Your assignment >> Reproduce all of the data exactly. Images are not to appear in the reply.

[Natural-language object grounding data]
<<<<

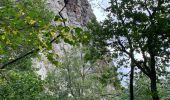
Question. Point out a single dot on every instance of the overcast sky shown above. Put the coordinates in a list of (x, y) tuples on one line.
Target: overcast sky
[(98, 7)]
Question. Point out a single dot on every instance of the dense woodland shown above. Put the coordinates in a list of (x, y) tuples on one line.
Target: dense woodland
[(135, 36)]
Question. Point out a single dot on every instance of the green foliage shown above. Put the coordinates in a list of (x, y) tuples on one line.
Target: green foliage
[(19, 81), (77, 79), (24, 26)]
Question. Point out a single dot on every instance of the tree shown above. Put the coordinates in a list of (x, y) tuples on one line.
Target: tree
[(77, 79), (142, 27)]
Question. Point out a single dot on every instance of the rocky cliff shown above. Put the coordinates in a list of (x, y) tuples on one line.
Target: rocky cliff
[(77, 13)]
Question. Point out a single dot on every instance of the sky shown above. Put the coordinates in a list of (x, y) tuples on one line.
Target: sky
[(98, 7)]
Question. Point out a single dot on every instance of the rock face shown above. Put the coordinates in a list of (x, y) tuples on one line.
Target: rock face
[(77, 13)]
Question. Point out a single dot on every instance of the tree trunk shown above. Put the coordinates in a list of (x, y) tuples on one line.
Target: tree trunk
[(154, 91), (153, 86), (131, 82)]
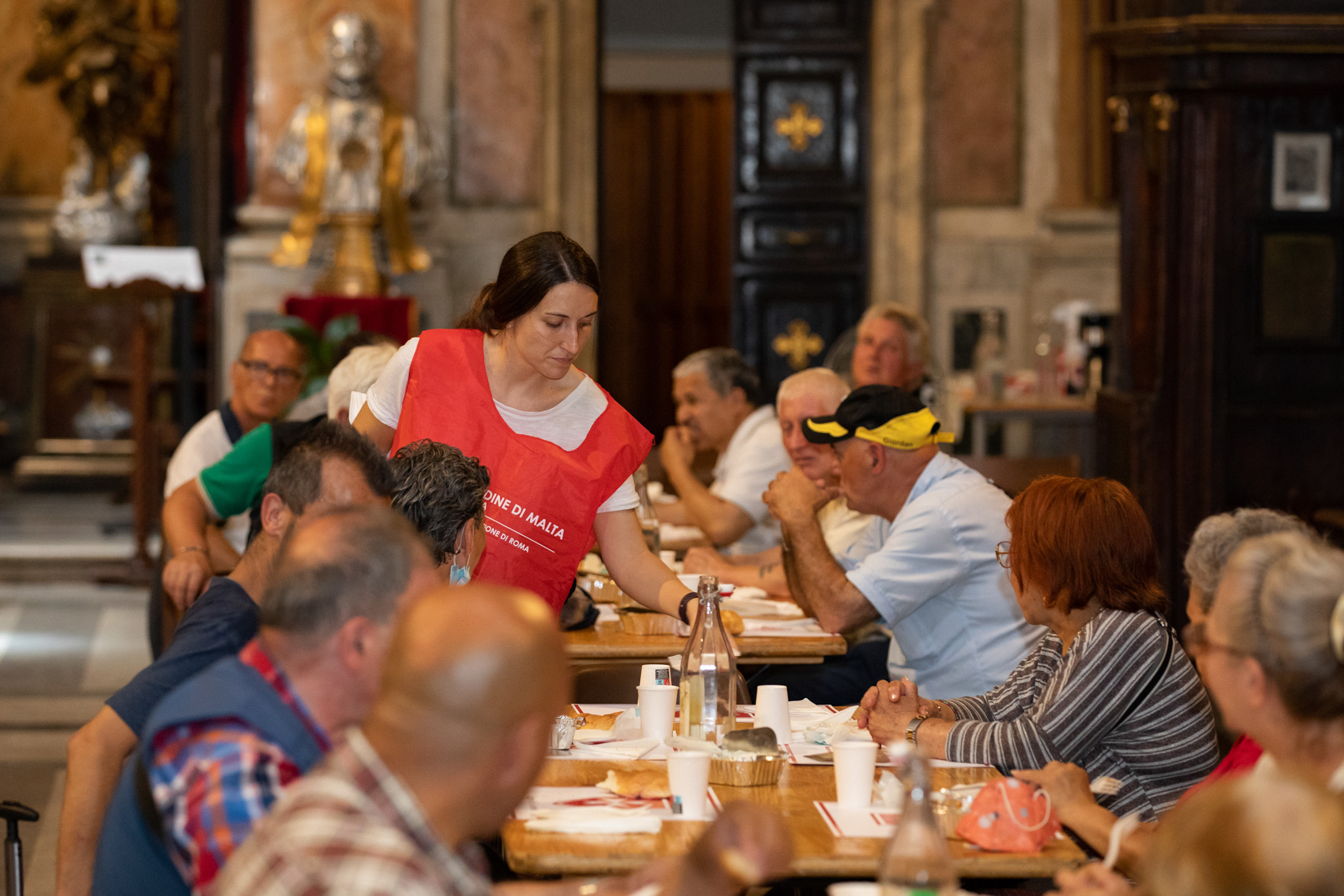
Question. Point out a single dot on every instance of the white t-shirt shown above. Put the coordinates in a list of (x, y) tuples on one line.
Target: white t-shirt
[(850, 535), (745, 470), (566, 425), (205, 445)]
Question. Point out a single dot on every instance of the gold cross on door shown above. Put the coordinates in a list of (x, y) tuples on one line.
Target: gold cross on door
[(800, 127), (799, 345)]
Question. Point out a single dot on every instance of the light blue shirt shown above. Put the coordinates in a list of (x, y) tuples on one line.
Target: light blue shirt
[(956, 625)]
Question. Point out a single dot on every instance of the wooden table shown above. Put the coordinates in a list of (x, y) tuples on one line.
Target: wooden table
[(608, 641), (817, 853)]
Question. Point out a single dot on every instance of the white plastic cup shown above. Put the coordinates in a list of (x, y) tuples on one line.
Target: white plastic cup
[(658, 703), (655, 673), (689, 777), (773, 712), (855, 763)]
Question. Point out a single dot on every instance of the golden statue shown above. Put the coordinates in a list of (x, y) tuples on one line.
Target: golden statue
[(356, 160)]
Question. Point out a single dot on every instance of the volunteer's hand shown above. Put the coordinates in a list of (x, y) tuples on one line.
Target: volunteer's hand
[(1066, 783), (676, 450), (186, 577), (793, 497)]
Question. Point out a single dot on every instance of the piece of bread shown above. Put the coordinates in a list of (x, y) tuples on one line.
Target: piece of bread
[(643, 785), (595, 721)]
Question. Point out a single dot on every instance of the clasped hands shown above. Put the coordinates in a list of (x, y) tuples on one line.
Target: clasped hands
[(889, 707), (793, 497)]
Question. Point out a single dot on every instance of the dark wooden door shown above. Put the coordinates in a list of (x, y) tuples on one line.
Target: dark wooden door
[(801, 179), (665, 244), (1230, 387)]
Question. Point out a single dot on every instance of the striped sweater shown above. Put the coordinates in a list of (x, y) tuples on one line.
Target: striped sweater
[(1070, 708)]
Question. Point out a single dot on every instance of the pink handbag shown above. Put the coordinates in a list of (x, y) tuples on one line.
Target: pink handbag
[(1010, 815)]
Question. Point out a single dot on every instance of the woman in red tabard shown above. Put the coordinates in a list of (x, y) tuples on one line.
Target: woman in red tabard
[(503, 389)]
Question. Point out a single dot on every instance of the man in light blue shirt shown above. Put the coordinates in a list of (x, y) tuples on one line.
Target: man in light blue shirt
[(934, 580)]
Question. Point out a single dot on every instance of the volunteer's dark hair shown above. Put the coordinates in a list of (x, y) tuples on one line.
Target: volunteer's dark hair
[(297, 479), (531, 268)]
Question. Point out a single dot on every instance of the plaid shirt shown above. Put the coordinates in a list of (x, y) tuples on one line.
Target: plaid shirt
[(214, 779), (351, 828)]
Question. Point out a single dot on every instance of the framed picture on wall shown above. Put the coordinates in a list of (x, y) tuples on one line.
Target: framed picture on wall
[(1301, 172)]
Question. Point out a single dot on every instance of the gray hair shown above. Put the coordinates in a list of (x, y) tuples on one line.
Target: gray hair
[(914, 325), (1292, 590), (1220, 535), (362, 571), (438, 490), (297, 479), (726, 371), (356, 372), (822, 382)]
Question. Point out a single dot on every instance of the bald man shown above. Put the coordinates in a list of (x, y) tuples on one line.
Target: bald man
[(331, 466), (219, 748), (851, 537), (472, 685), (265, 380)]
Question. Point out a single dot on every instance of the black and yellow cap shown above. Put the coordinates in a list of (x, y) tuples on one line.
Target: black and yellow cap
[(882, 414)]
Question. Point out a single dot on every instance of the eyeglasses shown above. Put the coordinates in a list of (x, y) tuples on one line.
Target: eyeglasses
[(1195, 637), (284, 375)]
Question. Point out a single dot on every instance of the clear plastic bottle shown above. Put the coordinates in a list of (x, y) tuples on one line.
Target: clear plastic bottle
[(709, 672), (917, 862)]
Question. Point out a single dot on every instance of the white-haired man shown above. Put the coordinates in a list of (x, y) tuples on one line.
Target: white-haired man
[(851, 537), (233, 485), (218, 752), (891, 348), (718, 406)]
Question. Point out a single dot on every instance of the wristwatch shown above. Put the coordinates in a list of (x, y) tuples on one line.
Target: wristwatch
[(913, 727)]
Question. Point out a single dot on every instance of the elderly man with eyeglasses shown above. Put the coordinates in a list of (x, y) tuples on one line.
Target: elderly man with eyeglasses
[(265, 380)]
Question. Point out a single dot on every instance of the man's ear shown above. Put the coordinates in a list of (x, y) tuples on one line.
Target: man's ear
[(275, 515), (877, 457), (1254, 681), (355, 642)]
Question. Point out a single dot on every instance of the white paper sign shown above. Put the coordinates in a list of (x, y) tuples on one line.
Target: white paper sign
[(178, 268)]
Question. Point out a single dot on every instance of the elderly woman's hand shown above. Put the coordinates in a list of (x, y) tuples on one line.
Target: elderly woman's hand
[(1066, 785), (1093, 879), (886, 710)]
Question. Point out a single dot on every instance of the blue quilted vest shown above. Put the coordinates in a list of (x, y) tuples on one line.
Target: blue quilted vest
[(132, 857)]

>>>>

Result >>
Question. Point out a single dot on every instance of the overcast sky shown above. Put the coordinates in a list of (x, y) tuples on one line.
Target: overcast sky
[(98, 7)]
Question. Point out a single dot on every instance of the dense woodland shown above. Put the coordinates in a list of (x, y) tuples on one line.
Target: dense woodland
[(135, 36)]
Question. Point out a single dot on every instance of the green foliage shown above. Put the coordinates in a list of (x, y) tuples on one line.
Target: green foliage
[(19, 81), (77, 79), (24, 26)]
Question. Point out a single dot on every instance of the tree shown above. Put the coordinates in a list of (x, y) tuples on one line.
Target: tree
[(77, 79), (142, 27)]
Question. Point out a single dot on every instance of the rocky cliff shown above. Put the coordinates in a list of (x, y) tuples on one line.
Target: rocky cliff
[(77, 13)]
Question. Point out a single dot on every instance of the sky shown above. Put the coordinates in a list of (x, y) tuples on one line.
Target: sky
[(98, 7)]
Question. Point out a single dot on every instance of the rock face shown above. Put the coordinates in a list of (x, y) tuples on one line.
Target: rock face
[(77, 13)]
Question. Point out a single dot on every instance of the tree trunk shown above. Put the coordinates in a list of (x, y) tuples on one line.
Target: tree trunk
[(154, 91), (153, 86), (131, 82)]
Question. Point out a single dot on every instance of the white t-shirt shown above. Put the coordinates in a list of (x, y) tuples on one line.
Target: white t-shirt
[(850, 535), (745, 470), (566, 425), (205, 445)]
Question. Point out a single dot on every instance of the gold cross on door shown above. Put the coordinates in a list of (x, y) tuples on one line.
Target: gold cross on door
[(800, 127), (799, 345)]
Question. Point out a single dot on every instance of the light blue shirt shown above. Put the coordinates in a list of (x, y) tuples on one line.
Target: light blue shirt
[(956, 625)]
Question. Point out a single dot on every instance of the wooden table shown above. Put the coordinates in a list of (x, y) tuples on one line.
Target: wooden table
[(608, 641), (817, 853)]
Question. Point out a single dot on every instance of the white plastic cup shown above. Put the coordinates in a list of (x, y) tuples on one line.
Target: white plastic cup
[(658, 703), (655, 673), (689, 777), (773, 712), (855, 763)]
Question. Point out a single dot on every instance of the golden statue shown above. Put the coordinates in a list of (x, y) tuples on one line.
Target: golden statue
[(356, 160)]
Question. Point out a single dot on every instance of the volunteer's hand shown above. Put the coordinates in a list of (x, y) tuples on one line.
Target: volunteer's hand
[(1066, 783), (676, 450), (186, 577), (793, 497)]
Question. Point out a single dot on every instance of the piece of bread shown above. Put the coordinates in a list of (x, y) tuples on one line.
Target: piece of bread
[(643, 785), (595, 721)]
Question. Point out a single dot on every instance of the clasped hands shown above. Put the coordinates in a list of (x, y) tuples on one line.
Target: clasped hands
[(889, 707), (793, 497)]
Question. Point out a single dot on every instance of the dark wooden door shown above. Put the coordinates in a list of (x, y) tuples on one line.
Target: dark wooden door
[(801, 179), (665, 244), (1230, 387)]
Question. Point out a single dot on every instance of the striped sweater shown above. Put the coordinates in a list of (x, y) tuples on one line.
Target: striped sweater
[(1070, 708)]
Question. Point out a single dot on every instance of the pink handbag shown above. Put the coordinates in a list of (x, y) tuples on one line.
Target: pink handbag
[(1010, 815)]
Question. Point out a single dot on every instance of the woman in red tabard shown above. Put the coordinates in a list of (x, y) tuples on one line.
Target: woman in red tabard
[(503, 389)]
Question. Point out a single dot on every instance of the man in light blue shirt shown above. Put the coordinates in a list of (x, y) tuples on one line.
Target: man in light blue shirt
[(934, 580)]
Question. Point out a single dot on every instance of the volunteer's dark hair shown above. Put the coordinates in a list of (x, y) tuples on one line.
Target: volunteer's dark hair
[(297, 479), (531, 268)]
Question. Point out a single dot on every instance of the plaid shirt shown above. Put the coordinates in a list of (x, y) tuples on one line.
Target: plaid shirt
[(214, 779), (351, 828)]
Question. Point out a single dot on every instance of the framed picture on wall shown above. Put the coordinates in a list of (x, y) tuples on one line.
Target: framed picture on wall
[(1301, 172)]
Question. Point out a single dot on every instance of the gray hair shown above. Put the coordinates in a list of (x, y) tuples on one line.
Target: gray hair
[(914, 325), (1292, 590), (1220, 535), (362, 571), (438, 490), (297, 479), (726, 371), (356, 372), (822, 382)]
Question. Point out a single dot on every instance of the bald man shown above. Put the coordinates in a list of (x, y) tuples on one line.
Target: bald man
[(331, 466), (219, 748), (851, 537), (472, 685), (265, 380)]
Question. Point out a single dot on every instance of the black and yellow cap shown above. Put the coordinates in a list of (x, y) tuples on one line.
Target: black and yellow cap
[(882, 414)]
Question. Point out a single dot on every instance of the eyeglasses shown above. Put the coordinates in a list of (x, y) tuples on one line.
Target: eyeglasses
[(1195, 637), (284, 375)]
Question. Point out a single dot on every instance of the clear plastic bottle shown above. Put the coordinates in a list of (x, y) tuples on one line.
Target: clear plastic bottle
[(709, 672), (917, 862)]
Question. Point out a single dot on every instance of the white-haired man shown above. Put the coordinates in a list of (x, y) tuples on one line.
Target: white-haired man
[(851, 537), (233, 485), (218, 752), (891, 348), (718, 406)]
Question. Point out a single dot on every instance of the wristwatch shown above. Put the coordinates in a list of (x, y) tuples on one line.
Target: wristwatch
[(913, 727)]
Question. Point out a single dot on every instance of the elderly man with eyeglasses shown above. Put the coordinates in a list of (x, y) tuples on one line.
Target: elderly man with eyeglasses
[(265, 380)]
Question. Point out a single dot on every instance of the man's ear shown above. Put the coordinates in a list of (x, y) tuples on one line.
Target: man's ear
[(275, 515), (877, 457), (1254, 681), (355, 642)]
Question. Point out a single dot on every instance of the white paper sign shown above. Put the coordinates in a list of (x, y) tuples on one line.
Target: white paper sign
[(178, 268)]
Question. Point out a single dot on every instance of the elderly woman's hand shown above. Put the coordinates in a list of (x, y) tuples on one line.
Target: elderly woman's hand
[(1066, 785), (1093, 879), (886, 710)]
Question. Point out a single dot on every instance of the blue quilted vest shown above. Put the coordinates in a list of (x, y) tuples on one line.
Target: blue quilted vest
[(132, 857)]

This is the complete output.